* Document

Daniel Rocha Ruiz, MSc in Data Science and Business Analytics

Source:
- https://towardsdatascience.com/an-end-to-end-project-on-time-series-analysis-and-forecasting-with-python-4835e6bf050b

# Set-up
## Import packages

Installing Prophet can be quite tricky
- https://stackoverflow.com/questions/53178281/installing-fbprophet-python-on-windows-10?msclkid=c2c7badcd03b11ecbfda2a7e235e542f

In [None]:
from fbprophet import Prophet

In [None]:
import sys
!{sys.executable} -m pip install fbprophet

In [None]:
import pandas as pd

## Load data

In [None]:
# load data
df = pd.read_excel("../data/Superstore.xls")
print(df.columns)

## Prepare data

In [None]:
def prep_data(df, col):
    
    # select one category
    new_df = df.loc[df['Category'] == col]

    # only "Order Date" and "Sales" are kept
    new_df = new_df[["Order Date", "Sales"]]

    # make date the index
    new_df = new_df.sort_values('Order Date')
    #furniture = furniture.set_index('Order Date')

    # check if there are nulls
    assert all(new_df.isnull().sum()==0)

    # groupby, change index
    new_df = new_df.groupby('Order Date')['Sales'].sum().reset_index()
    new_df = new_df.set_index("Order Date")
    
    # resample converts the display frequency of the data (e.g. week -> month)
    # MS -> convert to Month Start
    ts = new_df['Sales'].resample('MS').mean()

* Available records
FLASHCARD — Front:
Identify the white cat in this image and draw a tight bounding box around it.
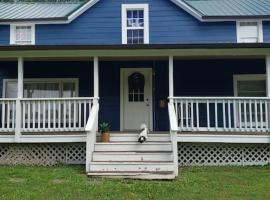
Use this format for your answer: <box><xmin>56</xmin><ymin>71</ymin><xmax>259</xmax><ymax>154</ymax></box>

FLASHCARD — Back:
<box><xmin>138</xmin><ymin>124</ymin><xmax>149</xmax><ymax>143</ymax></box>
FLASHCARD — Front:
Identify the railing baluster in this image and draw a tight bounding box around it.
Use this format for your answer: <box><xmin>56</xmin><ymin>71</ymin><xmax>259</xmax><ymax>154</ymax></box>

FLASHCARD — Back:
<box><xmin>215</xmin><ymin>100</ymin><xmax>218</xmax><ymax>131</ymax></box>
<box><xmin>37</xmin><ymin>101</ymin><xmax>41</xmax><ymax>130</ymax></box>
<box><xmin>180</xmin><ymin>100</ymin><xmax>184</xmax><ymax>130</ymax></box>
<box><xmin>206</xmin><ymin>100</ymin><xmax>210</xmax><ymax>131</ymax></box>
<box><xmin>264</xmin><ymin>101</ymin><xmax>268</xmax><ymax>132</ymax></box>
<box><xmin>254</xmin><ymin>100</ymin><xmax>258</xmax><ymax>131</ymax></box>
<box><xmin>233</xmin><ymin>99</ymin><xmax>237</xmax><ymax>131</ymax></box>
<box><xmin>7</xmin><ymin>101</ymin><xmax>10</xmax><ymax>130</ymax></box>
<box><xmin>260</xmin><ymin>100</ymin><xmax>263</xmax><ymax>131</ymax></box>
<box><xmin>249</xmin><ymin>100</ymin><xmax>253</xmax><ymax>131</ymax></box>
<box><xmin>228</xmin><ymin>100</ymin><xmax>232</xmax><ymax>131</ymax></box>
<box><xmin>196</xmin><ymin>100</ymin><xmax>200</xmax><ymax>131</ymax></box>
<box><xmin>190</xmin><ymin>100</ymin><xmax>194</xmax><ymax>131</ymax></box>
<box><xmin>2</xmin><ymin>101</ymin><xmax>6</xmax><ymax>129</ymax></box>
<box><xmin>222</xmin><ymin>100</ymin><xmax>226</xmax><ymax>130</ymax></box>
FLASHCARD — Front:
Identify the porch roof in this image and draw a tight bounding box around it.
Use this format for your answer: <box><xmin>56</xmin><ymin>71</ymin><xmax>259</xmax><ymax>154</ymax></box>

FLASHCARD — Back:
<box><xmin>0</xmin><ymin>0</ymin><xmax>98</xmax><ymax>23</ymax></box>
<box><xmin>172</xmin><ymin>0</ymin><xmax>270</xmax><ymax>21</ymax></box>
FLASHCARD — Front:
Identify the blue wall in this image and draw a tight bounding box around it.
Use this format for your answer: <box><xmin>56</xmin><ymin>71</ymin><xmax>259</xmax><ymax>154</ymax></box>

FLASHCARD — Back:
<box><xmin>0</xmin><ymin>59</ymin><xmax>265</xmax><ymax>131</ymax></box>
<box><xmin>0</xmin><ymin>0</ymin><xmax>236</xmax><ymax>45</ymax></box>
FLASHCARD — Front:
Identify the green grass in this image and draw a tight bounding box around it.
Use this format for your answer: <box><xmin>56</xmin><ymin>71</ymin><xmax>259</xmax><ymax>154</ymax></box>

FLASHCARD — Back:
<box><xmin>0</xmin><ymin>166</ymin><xmax>270</xmax><ymax>200</ymax></box>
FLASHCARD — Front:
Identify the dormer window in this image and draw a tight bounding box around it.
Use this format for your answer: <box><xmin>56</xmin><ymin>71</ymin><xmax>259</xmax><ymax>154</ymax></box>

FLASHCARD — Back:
<box><xmin>236</xmin><ymin>21</ymin><xmax>263</xmax><ymax>43</ymax></box>
<box><xmin>122</xmin><ymin>4</ymin><xmax>149</xmax><ymax>44</ymax></box>
<box><xmin>10</xmin><ymin>25</ymin><xmax>35</xmax><ymax>45</ymax></box>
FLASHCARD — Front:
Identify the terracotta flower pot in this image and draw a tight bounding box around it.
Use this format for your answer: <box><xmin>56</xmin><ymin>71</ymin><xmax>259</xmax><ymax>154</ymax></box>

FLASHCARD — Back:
<box><xmin>101</xmin><ymin>133</ymin><xmax>110</xmax><ymax>142</ymax></box>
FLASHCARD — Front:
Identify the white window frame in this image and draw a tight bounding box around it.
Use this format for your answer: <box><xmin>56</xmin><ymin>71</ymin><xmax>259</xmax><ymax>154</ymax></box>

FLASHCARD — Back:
<box><xmin>10</xmin><ymin>24</ymin><xmax>36</xmax><ymax>45</ymax></box>
<box><xmin>2</xmin><ymin>78</ymin><xmax>79</xmax><ymax>98</ymax></box>
<box><xmin>122</xmin><ymin>4</ymin><xmax>149</xmax><ymax>44</ymax></box>
<box><xmin>236</xmin><ymin>20</ymin><xmax>263</xmax><ymax>43</ymax></box>
<box><xmin>233</xmin><ymin>74</ymin><xmax>266</xmax><ymax>97</ymax></box>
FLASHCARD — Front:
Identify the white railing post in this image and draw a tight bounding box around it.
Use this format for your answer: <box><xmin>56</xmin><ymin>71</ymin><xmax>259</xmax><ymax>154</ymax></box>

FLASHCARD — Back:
<box><xmin>168</xmin><ymin>103</ymin><xmax>178</xmax><ymax>176</ymax></box>
<box><xmin>94</xmin><ymin>56</ymin><xmax>99</xmax><ymax>104</ymax></box>
<box><xmin>85</xmin><ymin>103</ymin><xmax>99</xmax><ymax>172</ymax></box>
<box><xmin>15</xmin><ymin>57</ymin><xmax>24</xmax><ymax>142</ymax></box>
<box><xmin>265</xmin><ymin>55</ymin><xmax>270</xmax><ymax>131</ymax></box>
<box><xmin>169</xmin><ymin>56</ymin><xmax>174</xmax><ymax>103</ymax></box>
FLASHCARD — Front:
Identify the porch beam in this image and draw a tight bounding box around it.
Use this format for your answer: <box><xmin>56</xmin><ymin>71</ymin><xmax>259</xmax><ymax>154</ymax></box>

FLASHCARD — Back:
<box><xmin>169</xmin><ymin>56</ymin><xmax>174</xmax><ymax>103</ymax></box>
<box><xmin>94</xmin><ymin>56</ymin><xmax>99</xmax><ymax>103</ymax></box>
<box><xmin>15</xmin><ymin>57</ymin><xmax>24</xmax><ymax>142</ymax></box>
<box><xmin>265</xmin><ymin>56</ymin><xmax>270</xmax><ymax>97</ymax></box>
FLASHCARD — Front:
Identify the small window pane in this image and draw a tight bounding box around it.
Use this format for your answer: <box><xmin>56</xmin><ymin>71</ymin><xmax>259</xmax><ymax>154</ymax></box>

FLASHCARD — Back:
<box><xmin>15</xmin><ymin>26</ymin><xmax>32</xmax><ymax>45</ymax></box>
<box><xmin>237</xmin><ymin>80</ymin><xmax>266</xmax><ymax>97</ymax></box>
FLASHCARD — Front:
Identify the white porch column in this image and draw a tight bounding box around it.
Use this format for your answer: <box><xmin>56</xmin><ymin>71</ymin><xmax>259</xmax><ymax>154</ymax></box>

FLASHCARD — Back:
<box><xmin>265</xmin><ymin>56</ymin><xmax>270</xmax><ymax>97</ymax></box>
<box><xmin>94</xmin><ymin>57</ymin><xmax>99</xmax><ymax>103</ymax></box>
<box><xmin>169</xmin><ymin>56</ymin><xmax>174</xmax><ymax>103</ymax></box>
<box><xmin>15</xmin><ymin>57</ymin><xmax>24</xmax><ymax>142</ymax></box>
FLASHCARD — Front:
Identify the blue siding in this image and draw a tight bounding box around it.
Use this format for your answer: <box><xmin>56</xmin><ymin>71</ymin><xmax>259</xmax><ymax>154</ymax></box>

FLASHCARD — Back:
<box><xmin>0</xmin><ymin>25</ymin><xmax>10</xmax><ymax>46</ymax></box>
<box><xmin>33</xmin><ymin>0</ymin><xmax>236</xmax><ymax>45</ymax></box>
<box><xmin>263</xmin><ymin>22</ymin><xmax>270</xmax><ymax>43</ymax></box>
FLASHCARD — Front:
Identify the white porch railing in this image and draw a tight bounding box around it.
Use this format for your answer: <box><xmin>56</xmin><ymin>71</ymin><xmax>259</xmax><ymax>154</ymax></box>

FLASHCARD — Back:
<box><xmin>0</xmin><ymin>99</ymin><xmax>16</xmax><ymax>132</ymax></box>
<box><xmin>0</xmin><ymin>97</ymin><xmax>94</xmax><ymax>132</ymax></box>
<box><xmin>170</xmin><ymin>97</ymin><xmax>270</xmax><ymax>132</ymax></box>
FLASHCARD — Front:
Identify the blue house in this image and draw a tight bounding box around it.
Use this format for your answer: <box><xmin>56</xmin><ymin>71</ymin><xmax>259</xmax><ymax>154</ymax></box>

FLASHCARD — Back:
<box><xmin>0</xmin><ymin>0</ymin><xmax>270</xmax><ymax>179</ymax></box>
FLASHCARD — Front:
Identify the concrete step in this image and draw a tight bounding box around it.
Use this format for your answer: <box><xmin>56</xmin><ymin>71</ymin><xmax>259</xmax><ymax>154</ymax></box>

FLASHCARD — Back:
<box><xmin>93</xmin><ymin>152</ymin><xmax>173</xmax><ymax>162</ymax></box>
<box><xmin>88</xmin><ymin>172</ymin><xmax>175</xmax><ymax>180</ymax></box>
<box><xmin>98</xmin><ymin>133</ymin><xmax>171</xmax><ymax>142</ymax></box>
<box><xmin>94</xmin><ymin>142</ymin><xmax>172</xmax><ymax>152</ymax></box>
<box><xmin>90</xmin><ymin>162</ymin><xmax>174</xmax><ymax>173</ymax></box>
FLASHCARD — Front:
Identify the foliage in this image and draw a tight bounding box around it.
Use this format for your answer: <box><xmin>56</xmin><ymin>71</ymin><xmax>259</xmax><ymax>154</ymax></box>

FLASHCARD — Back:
<box><xmin>0</xmin><ymin>166</ymin><xmax>270</xmax><ymax>200</ymax></box>
<box><xmin>99</xmin><ymin>122</ymin><xmax>110</xmax><ymax>133</ymax></box>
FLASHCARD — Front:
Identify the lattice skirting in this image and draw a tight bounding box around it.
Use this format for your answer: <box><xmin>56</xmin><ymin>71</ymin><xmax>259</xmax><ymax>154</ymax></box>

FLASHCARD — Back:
<box><xmin>178</xmin><ymin>143</ymin><xmax>270</xmax><ymax>166</ymax></box>
<box><xmin>0</xmin><ymin>143</ymin><xmax>85</xmax><ymax>165</ymax></box>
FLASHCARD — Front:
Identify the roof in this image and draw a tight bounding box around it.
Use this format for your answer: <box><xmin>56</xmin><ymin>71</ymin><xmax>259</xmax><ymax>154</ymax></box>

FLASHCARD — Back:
<box><xmin>0</xmin><ymin>0</ymin><xmax>270</xmax><ymax>24</ymax></box>
<box><xmin>0</xmin><ymin>0</ymin><xmax>98</xmax><ymax>23</ymax></box>
<box><xmin>172</xmin><ymin>0</ymin><xmax>270</xmax><ymax>21</ymax></box>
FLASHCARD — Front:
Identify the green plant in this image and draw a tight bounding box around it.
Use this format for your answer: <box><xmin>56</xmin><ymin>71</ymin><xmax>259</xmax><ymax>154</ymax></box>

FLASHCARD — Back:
<box><xmin>99</xmin><ymin>122</ymin><xmax>110</xmax><ymax>133</ymax></box>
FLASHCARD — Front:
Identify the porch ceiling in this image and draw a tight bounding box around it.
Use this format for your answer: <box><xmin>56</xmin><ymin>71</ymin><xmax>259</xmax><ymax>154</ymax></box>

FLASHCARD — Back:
<box><xmin>0</xmin><ymin>43</ymin><xmax>270</xmax><ymax>59</ymax></box>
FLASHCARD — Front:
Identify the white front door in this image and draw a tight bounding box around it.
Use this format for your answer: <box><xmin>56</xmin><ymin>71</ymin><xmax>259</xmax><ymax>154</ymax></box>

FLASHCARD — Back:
<box><xmin>121</xmin><ymin>68</ymin><xmax>152</xmax><ymax>130</ymax></box>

* Exercise task 1
Which Excel file does the forecasting notebook load its data from?
* Exercise task 2
Show every line of the records that contains the word "window". Case counts.

* Full output 1
Superstore.xls, read from the path "../data/Superstore.xls".

* Full output 2
Identify the dormer window in this image and draw a tight bounding box around it.
Identify the white window frame in this image and draw a tight bounding box around it.
Identify the small window pane in this image and draw a tight bounding box around it.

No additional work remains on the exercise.